■ LISTED RECORDS:
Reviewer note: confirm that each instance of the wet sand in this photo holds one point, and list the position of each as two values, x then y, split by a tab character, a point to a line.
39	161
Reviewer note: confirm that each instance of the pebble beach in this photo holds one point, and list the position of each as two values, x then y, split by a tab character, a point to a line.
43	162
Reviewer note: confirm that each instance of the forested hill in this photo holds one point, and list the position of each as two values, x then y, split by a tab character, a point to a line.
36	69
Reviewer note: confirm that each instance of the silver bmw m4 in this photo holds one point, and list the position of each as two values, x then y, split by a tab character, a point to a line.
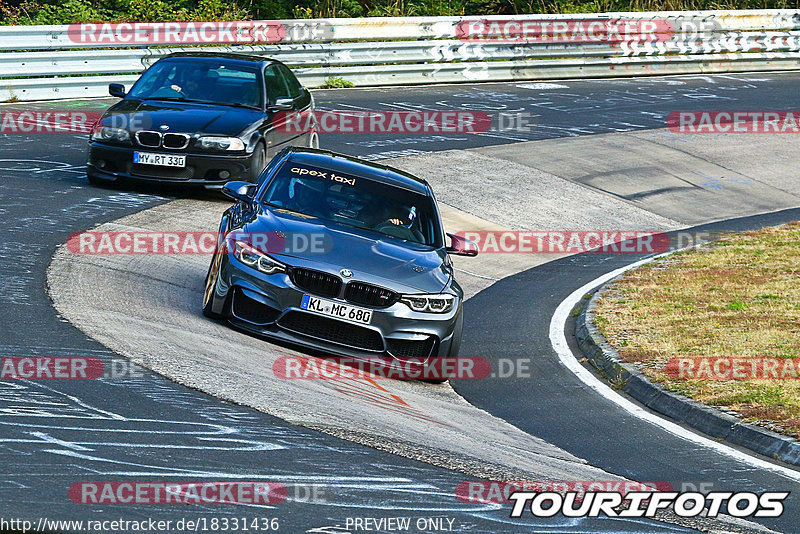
341	255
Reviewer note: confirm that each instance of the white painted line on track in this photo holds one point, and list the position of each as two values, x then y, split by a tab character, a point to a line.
559	341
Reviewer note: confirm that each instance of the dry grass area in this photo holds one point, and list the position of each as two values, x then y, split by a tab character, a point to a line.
738	297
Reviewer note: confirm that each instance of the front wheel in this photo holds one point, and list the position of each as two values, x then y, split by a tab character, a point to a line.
313	140
211	285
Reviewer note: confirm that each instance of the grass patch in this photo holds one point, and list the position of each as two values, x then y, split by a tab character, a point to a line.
738	297
336	82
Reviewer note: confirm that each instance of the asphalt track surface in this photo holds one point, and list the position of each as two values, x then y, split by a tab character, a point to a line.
55	434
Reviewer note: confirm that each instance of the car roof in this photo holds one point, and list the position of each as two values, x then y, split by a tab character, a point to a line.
246	58
358	167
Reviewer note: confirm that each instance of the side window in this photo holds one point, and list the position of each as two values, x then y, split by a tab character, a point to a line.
275	84
270	167
295	89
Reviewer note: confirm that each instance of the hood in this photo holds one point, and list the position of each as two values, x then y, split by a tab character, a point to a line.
380	260
184	117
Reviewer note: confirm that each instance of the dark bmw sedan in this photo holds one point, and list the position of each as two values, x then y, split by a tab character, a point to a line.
200	118
341	255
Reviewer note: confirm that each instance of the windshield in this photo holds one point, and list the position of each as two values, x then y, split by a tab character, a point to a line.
200	80
355	201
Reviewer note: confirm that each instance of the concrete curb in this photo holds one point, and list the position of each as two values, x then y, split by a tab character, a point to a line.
706	419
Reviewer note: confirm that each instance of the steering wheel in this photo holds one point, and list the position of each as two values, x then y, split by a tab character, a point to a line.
400	232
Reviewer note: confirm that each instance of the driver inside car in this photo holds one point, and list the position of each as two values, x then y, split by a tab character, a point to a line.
305	196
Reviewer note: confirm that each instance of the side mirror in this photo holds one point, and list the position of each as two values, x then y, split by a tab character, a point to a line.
282	104
116	89
461	246
241	191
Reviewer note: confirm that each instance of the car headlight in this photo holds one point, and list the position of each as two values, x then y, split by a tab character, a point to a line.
107	133
220	143
257	260
438	303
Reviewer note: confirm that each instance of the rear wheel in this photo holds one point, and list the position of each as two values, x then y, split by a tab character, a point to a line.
257	163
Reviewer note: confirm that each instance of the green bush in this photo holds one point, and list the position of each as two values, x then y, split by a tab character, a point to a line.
337	83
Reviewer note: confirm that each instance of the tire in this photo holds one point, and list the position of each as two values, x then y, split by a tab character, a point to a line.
257	163
210	287
313	140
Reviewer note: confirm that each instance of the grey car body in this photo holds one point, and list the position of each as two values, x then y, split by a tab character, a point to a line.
356	266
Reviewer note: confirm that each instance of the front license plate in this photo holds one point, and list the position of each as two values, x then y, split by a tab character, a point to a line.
164	160
344	312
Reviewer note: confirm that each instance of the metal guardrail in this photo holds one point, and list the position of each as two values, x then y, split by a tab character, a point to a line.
47	62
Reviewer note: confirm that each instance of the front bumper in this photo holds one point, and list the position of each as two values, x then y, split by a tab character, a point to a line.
112	162
269	305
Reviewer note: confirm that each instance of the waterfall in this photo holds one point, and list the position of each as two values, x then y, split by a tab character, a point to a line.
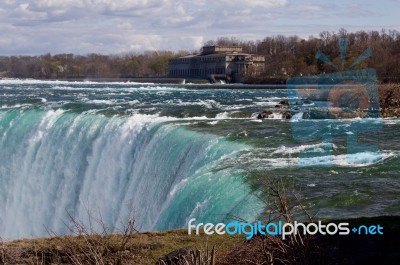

■ WRITTEN PROBLEM: Update the lines from the one containing "Reviewer note: confirm that each instance of the rear" through the end of the records by replacing "tab character" with "single space" and leaving everything else unchanged. Leave the pictures out.

■ SOLUTION BELOW:
Reviewer note: confirm that each instance of the rear wheel in this photo holds one point, and list the position of each as two values, x then y, split by a single space, a point to a line.
257	163
Reviewer note: confirm that each instance of the green bush in this photo holds one point, and list the position of each as two values, x then y, split by a single space, a point to a line.
337	83
Reviewer note: confirm that each instance of the tire in this photo holds one point, and list the position of each as two values, x then y, split by a single space, a point to a line.
257	163
210	287
313	140
Reviewer note: confirm that each instance of the grey car body in this photo holds one point, and list the position of each as two values, x then y, split by a single space, a point to a line.
356	266
Reviewer note: confirm that each instance of the front license plate in this photo holds one point, and list the position of each as two values, x then y, split by a single space, a point to a line.
164	160
344	312
Reviewer note: confirm that each instance of the metal guardrail in this photo holds one point, and list the position of each as two values, x then y, split by a single space, a point to a line.
47	62
Reviewer note: confirm that each instance of the front bumper in this photo holds one point, and list the position of each as two values, x then y, split by a single space, a point to a line.
112	162
269	305
Reviewer note: confirm that each instance of the waterfall in this photo holds one point, and list the position of each as two values, x then y, split by a single space, a point to a line.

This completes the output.